### Descrizione del problema
Conta le righe dell'elenco qui sotto che contengono la stringa "pole", tenendo conto di maiuscole e minuscole. Scrivi soltanto il numero.

### Materiale di partenza
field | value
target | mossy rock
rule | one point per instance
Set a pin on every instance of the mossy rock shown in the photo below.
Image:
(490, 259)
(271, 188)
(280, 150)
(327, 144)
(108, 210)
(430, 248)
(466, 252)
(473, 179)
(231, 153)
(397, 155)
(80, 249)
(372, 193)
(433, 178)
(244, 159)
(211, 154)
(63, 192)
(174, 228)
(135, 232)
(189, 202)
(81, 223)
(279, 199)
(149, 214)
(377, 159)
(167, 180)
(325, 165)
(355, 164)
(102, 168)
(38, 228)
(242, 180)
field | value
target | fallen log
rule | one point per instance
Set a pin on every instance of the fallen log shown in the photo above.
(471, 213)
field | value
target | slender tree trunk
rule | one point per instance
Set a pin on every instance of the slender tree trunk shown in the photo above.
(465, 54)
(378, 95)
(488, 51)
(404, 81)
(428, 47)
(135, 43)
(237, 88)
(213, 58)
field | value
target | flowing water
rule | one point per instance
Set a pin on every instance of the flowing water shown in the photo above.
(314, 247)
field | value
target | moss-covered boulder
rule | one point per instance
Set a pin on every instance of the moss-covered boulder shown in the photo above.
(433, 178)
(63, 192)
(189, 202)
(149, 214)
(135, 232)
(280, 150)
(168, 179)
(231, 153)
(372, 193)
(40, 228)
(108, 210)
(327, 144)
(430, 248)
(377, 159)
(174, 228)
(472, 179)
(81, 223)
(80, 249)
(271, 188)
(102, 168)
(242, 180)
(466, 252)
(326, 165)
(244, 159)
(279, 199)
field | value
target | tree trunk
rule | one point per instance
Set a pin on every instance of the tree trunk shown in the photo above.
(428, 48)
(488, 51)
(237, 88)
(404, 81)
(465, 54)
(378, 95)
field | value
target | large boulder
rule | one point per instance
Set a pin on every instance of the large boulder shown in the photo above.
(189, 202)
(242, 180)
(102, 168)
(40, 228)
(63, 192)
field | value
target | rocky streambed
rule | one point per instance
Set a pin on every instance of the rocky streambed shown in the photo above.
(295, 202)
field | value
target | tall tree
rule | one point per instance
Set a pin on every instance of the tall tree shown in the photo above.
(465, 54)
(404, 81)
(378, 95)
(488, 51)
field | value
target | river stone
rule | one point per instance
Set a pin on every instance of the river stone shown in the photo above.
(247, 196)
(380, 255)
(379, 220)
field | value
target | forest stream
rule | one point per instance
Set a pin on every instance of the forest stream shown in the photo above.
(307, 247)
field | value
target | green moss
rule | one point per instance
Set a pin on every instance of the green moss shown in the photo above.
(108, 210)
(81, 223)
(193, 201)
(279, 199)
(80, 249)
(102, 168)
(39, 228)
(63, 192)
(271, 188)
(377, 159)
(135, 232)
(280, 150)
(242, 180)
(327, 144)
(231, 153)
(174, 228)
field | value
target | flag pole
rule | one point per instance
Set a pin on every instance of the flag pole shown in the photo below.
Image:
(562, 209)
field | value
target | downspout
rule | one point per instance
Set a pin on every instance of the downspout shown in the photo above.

### Risposta completa
2